• Exercise objective: Repeat exactly the lines that run from the start of the records below to the line with "[[127, 232], [130, 290], [130, 227], [238, 14]]", including both of those lines but not the pictures.

• Data to examine:
_ _ _ _ _ _ _

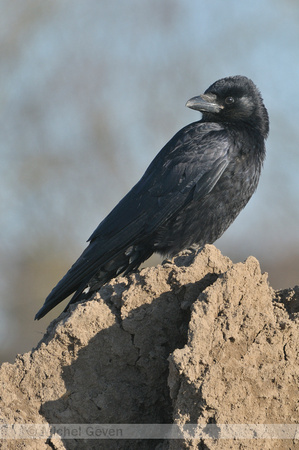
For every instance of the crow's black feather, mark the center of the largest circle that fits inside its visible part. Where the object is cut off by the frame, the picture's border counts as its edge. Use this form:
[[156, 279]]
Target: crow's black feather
[[189, 195]]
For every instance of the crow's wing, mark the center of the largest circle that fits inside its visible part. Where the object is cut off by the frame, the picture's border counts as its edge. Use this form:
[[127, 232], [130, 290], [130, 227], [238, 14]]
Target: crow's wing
[[188, 166]]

_ _ _ _ _ _ _

• Written response:
For every instance of the crow's black feather, mark the center of the largest circle that fits inside its visible part. Where the object is cut off by the frame, the picture's border counts as its edge. Use this form:
[[156, 279]]
Target: crow's black feather
[[189, 195]]
For every instance of the crow's wing, mark the center of the largest circle that fits inside its visible part. Where the object is cut off by the frame, the picture's border counts as its edge. Use this form:
[[127, 232], [130, 290], [130, 227], [238, 14]]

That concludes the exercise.